__YOUR TASK__.
Update the records starting with the line that contains "Identify every orange flame." and going on through the end of the records, replacing "fire truck" with "fire engine" and leaving everything else unchanged. Give back only those lines.
— START OF DATA SHOWN —
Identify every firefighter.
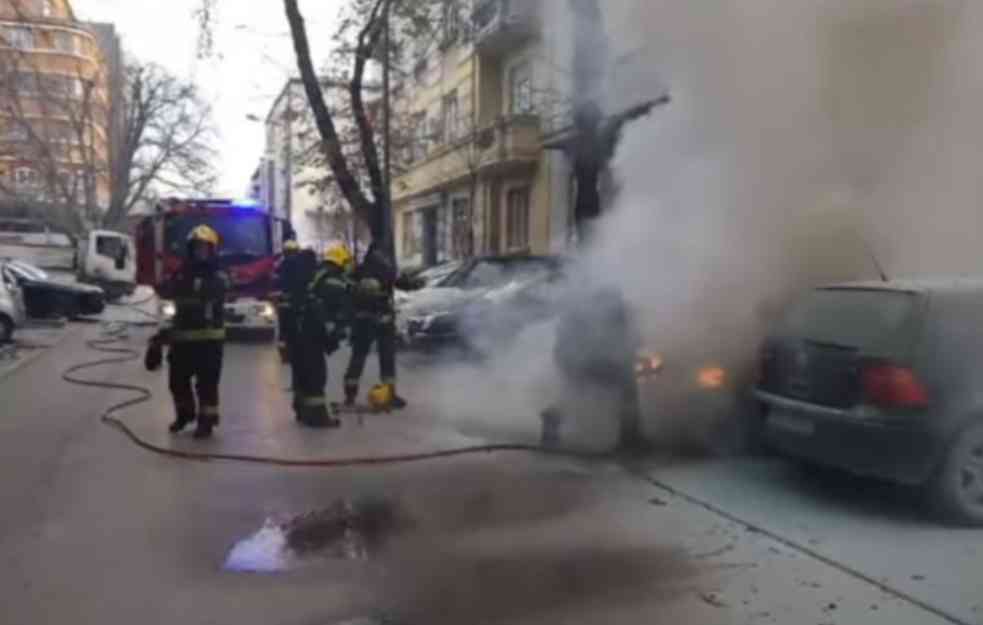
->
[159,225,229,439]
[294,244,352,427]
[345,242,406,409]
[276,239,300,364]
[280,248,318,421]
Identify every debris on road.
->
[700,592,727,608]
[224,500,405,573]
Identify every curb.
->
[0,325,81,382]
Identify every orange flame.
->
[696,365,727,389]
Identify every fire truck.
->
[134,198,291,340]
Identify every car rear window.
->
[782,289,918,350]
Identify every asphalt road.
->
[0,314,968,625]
— END OF DATA SHOWN —
__FINAL RESULT__.
Identify every orange flame.
->
[696,365,727,389]
Identify every fire engine.
->
[134,198,291,340]
Identify every car rear window.
->
[782,289,918,350]
Identify every asphalt road.
->
[0,314,968,625]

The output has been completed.